EXERCISE BRIEF
Output all of the entries below precisely as written.

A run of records
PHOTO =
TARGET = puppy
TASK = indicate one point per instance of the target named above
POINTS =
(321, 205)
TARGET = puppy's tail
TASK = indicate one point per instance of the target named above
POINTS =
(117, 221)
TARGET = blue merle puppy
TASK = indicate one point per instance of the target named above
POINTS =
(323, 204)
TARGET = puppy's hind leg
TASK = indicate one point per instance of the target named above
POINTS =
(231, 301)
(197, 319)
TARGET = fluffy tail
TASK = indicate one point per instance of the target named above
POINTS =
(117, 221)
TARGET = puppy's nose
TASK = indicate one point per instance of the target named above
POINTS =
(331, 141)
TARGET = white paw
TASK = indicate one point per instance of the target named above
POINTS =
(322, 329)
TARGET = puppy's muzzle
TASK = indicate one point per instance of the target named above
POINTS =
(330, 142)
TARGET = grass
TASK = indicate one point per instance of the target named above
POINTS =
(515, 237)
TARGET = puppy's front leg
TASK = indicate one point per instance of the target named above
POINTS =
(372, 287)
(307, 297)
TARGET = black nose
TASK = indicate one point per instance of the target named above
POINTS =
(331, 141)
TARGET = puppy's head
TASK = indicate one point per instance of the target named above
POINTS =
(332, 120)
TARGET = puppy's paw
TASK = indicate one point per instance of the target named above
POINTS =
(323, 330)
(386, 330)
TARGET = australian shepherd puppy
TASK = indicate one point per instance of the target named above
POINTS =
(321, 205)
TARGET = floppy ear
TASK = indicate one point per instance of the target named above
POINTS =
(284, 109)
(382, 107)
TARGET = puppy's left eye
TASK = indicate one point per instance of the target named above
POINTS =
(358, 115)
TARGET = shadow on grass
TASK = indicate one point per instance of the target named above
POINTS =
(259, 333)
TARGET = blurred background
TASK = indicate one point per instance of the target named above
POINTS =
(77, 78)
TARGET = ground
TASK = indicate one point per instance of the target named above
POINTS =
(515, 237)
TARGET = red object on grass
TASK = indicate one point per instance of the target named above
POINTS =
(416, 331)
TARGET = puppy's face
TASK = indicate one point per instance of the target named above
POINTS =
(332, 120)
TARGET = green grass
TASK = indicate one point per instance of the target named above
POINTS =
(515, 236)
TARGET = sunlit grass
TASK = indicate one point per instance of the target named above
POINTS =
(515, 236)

THE ANSWER
PHOTO =
TARGET = puppy
TASK = indicate one point per instance of the target named above
POINTS =
(321, 205)
TARGET = puppy's tail
TASK = indicate one point per instance of the target named above
POINTS =
(117, 221)
TARGET = blue merle puppy
TASK = indicate one point per instance of the target named above
POINTS =
(323, 204)
TARGET = puppy's hind leg
TASK = indicate one point per instance of the target named above
POINTS =
(231, 301)
(197, 319)
TARGET = fluffy tail
TASK = indicate one point per instance of the target named above
POINTS =
(117, 221)
TARGET = puppy's nose
TASK = indicate one point per instance of the target named above
POINTS =
(331, 141)
TARGET = white paw
TASK = indicate one point per instance of the target named above
POINTS =
(322, 329)
TARGET = puppy's muzzle
TASK = indicate one point per instance of the target named above
POINTS =
(330, 142)
TARGET = grass
TASK = indicate one point per instance of the target named above
POINTS =
(515, 237)
TARGET = puppy's front leg
TASK = indicate one point per instance of the target named above
POINTS =
(372, 287)
(307, 297)
TARGET = black nose
TASK = indicate one point per instance of the target named above
POINTS =
(331, 141)
TARGET = puppy's head
TASK = indicate one point per instance of the target named above
POINTS =
(332, 120)
TARGET = puppy's paw
TASK = indicate one point per instance of the target named above
POINTS =
(323, 330)
(386, 330)
TARGET = australian shepherd puppy
TASK = indicate one point per instance of the target named above
POINTS =
(321, 205)
TARGET = floppy ear
TASK = indicate one point per instance of the target named above
POINTS =
(284, 109)
(382, 107)
TARGET = puppy's left eye
TASK = indicate one point per instance of the target named above
POINTS =
(358, 115)
TARGET = shadow on grass
TASK = indicate one point per instance of the target named above
POINTS =
(259, 333)
TARGET = blurred background
TASK = indicate one point per instance of the target named above
POINTS =
(77, 78)
TARGET = ground
TASK = indicate one point per instance of the target named above
POINTS =
(515, 237)
TARGET = red object on grass
TASK = indicate one point per instance of the target named above
POINTS =
(416, 331)
TARGET = puppy's face
TASK = indicate one point per instance of the target named above
POINTS =
(332, 120)
TARGET = green grass
TASK = indicate one point per instance of the target named above
POINTS =
(515, 236)
TARGET = sunlit grass
TASK = indicate one point per instance of the target named above
POINTS =
(515, 236)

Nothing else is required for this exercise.